(WHAT TO DO) Repeat the following lines exactly and nothing else: the line containing "The component shall locate the green park" and each line after it through the end of the listing.

(LISTING)
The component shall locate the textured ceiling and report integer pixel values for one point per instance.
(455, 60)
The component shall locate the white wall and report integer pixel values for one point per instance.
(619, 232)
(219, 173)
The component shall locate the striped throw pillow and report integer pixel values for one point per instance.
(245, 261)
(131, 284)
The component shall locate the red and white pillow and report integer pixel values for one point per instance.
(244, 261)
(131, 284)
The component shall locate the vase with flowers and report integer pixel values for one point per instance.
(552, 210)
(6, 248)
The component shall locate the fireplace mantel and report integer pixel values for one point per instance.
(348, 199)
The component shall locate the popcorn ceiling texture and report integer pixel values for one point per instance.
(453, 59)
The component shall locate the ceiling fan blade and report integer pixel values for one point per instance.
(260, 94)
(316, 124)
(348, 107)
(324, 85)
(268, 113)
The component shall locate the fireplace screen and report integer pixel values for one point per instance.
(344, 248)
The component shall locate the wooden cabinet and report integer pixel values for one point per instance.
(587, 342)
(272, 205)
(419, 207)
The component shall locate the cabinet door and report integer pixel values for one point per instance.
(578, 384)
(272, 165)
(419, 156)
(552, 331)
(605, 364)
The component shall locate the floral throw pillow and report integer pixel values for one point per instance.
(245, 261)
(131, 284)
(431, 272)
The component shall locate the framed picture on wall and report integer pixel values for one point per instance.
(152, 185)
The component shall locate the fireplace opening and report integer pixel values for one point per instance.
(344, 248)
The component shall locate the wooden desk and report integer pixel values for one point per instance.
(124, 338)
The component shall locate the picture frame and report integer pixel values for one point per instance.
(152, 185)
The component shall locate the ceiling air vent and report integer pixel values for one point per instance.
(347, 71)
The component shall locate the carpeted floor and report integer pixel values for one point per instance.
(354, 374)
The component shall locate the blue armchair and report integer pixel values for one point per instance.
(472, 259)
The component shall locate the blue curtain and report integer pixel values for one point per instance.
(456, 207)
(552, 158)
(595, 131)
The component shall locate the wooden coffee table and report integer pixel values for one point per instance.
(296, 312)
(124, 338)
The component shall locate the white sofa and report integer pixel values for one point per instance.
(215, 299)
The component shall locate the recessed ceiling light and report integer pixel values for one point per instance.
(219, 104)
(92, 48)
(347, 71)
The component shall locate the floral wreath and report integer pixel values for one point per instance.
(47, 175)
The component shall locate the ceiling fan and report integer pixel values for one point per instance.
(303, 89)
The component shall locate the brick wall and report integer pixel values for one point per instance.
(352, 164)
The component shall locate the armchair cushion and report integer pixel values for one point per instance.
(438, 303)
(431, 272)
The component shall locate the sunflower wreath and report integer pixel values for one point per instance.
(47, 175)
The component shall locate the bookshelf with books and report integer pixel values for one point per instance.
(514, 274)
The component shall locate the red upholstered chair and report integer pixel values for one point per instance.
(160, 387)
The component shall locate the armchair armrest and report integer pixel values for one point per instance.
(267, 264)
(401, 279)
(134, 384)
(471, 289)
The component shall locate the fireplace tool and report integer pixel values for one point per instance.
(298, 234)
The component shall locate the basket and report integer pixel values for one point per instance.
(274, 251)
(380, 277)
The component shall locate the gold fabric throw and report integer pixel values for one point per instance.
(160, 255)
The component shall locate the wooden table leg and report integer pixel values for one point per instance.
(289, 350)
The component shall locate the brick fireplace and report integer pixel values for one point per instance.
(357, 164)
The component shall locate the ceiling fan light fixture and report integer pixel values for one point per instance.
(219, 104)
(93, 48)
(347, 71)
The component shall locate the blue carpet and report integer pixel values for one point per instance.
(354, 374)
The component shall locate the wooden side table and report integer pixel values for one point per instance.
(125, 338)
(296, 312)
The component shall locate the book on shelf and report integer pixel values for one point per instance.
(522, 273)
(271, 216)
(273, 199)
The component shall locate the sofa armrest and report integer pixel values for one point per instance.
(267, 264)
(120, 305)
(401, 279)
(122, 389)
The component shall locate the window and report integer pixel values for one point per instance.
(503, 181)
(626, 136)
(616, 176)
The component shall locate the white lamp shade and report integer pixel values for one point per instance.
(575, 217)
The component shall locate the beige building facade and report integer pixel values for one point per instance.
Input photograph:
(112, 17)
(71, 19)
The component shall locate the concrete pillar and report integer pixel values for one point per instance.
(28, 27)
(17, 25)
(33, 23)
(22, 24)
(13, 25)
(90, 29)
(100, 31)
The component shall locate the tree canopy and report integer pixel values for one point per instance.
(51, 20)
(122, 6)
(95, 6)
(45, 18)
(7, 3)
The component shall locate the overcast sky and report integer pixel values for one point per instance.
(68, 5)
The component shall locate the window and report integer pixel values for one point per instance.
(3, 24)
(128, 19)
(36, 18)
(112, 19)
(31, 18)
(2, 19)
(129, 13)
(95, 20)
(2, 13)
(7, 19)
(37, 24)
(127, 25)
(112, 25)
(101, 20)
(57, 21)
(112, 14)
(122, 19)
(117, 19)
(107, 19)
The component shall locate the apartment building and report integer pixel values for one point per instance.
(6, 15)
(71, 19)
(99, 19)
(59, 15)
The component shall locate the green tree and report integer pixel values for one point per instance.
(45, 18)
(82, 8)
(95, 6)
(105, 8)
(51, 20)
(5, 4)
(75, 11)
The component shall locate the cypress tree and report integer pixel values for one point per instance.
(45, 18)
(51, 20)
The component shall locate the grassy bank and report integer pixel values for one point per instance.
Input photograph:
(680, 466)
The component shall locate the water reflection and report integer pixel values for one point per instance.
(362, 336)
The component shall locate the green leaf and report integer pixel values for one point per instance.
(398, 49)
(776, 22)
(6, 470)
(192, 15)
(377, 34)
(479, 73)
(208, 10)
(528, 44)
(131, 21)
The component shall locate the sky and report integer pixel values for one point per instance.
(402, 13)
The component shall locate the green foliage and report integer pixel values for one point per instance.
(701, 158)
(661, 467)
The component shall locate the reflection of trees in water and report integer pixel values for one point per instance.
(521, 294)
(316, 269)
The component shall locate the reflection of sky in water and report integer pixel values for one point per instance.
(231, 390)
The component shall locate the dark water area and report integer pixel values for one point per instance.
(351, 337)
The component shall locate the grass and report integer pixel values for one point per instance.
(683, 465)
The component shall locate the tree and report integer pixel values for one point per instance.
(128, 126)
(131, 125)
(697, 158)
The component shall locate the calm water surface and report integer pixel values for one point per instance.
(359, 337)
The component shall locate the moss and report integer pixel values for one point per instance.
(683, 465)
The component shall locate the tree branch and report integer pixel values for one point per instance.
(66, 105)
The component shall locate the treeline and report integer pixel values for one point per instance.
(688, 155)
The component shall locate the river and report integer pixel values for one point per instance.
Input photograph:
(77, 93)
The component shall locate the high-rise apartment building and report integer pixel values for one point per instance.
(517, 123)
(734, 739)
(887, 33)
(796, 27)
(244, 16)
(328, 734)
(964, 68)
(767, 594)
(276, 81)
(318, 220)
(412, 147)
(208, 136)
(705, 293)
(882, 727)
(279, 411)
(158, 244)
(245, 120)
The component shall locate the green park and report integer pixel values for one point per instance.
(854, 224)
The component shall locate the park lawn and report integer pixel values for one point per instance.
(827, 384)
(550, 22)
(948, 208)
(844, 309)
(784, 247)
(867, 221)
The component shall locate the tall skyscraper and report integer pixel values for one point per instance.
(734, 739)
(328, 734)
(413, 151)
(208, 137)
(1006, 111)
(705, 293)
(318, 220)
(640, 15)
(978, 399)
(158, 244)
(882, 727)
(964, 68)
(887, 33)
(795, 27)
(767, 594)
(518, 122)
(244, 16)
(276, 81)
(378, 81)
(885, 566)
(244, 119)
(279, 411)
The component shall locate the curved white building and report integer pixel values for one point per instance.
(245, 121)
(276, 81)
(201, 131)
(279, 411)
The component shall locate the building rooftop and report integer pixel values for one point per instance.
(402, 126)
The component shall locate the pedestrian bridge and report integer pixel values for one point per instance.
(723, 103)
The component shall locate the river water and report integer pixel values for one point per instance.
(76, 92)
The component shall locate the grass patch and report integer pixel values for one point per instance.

(FULL RESPONSE)
The component shall locate the green park and report integer pixel values for one point per instance.
(854, 224)
The component shall locate the park lawn and report integer pixel values for one point per instance.
(827, 384)
(550, 22)
(948, 208)
(844, 309)
(784, 247)
(867, 221)
The component shall locate the tall skyscraper and report integer pixel values for one point per instance.
(734, 739)
(328, 734)
(413, 151)
(208, 137)
(1006, 111)
(705, 293)
(318, 220)
(640, 15)
(978, 399)
(158, 244)
(882, 727)
(964, 68)
(887, 33)
(795, 27)
(767, 594)
(518, 122)
(244, 16)
(276, 81)
(378, 81)
(885, 566)
(244, 119)
(279, 411)
The component shall locate the curved white building and report integer pixel values for one point per instance.
(245, 121)
(276, 81)
(201, 131)
(279, 411)
The component shall locate the building rooftop and report integer pixel values for one point per instance.
(402, 126)
The component shall locate the pedestrian bridge and report integer pixel values for one point per instance.
(723, 103)
The component shall locate the river water and report integer pixel values for one point per instance.
(76, 92)
The component shall locate the grass patch and report integer pixel values for one point per instance.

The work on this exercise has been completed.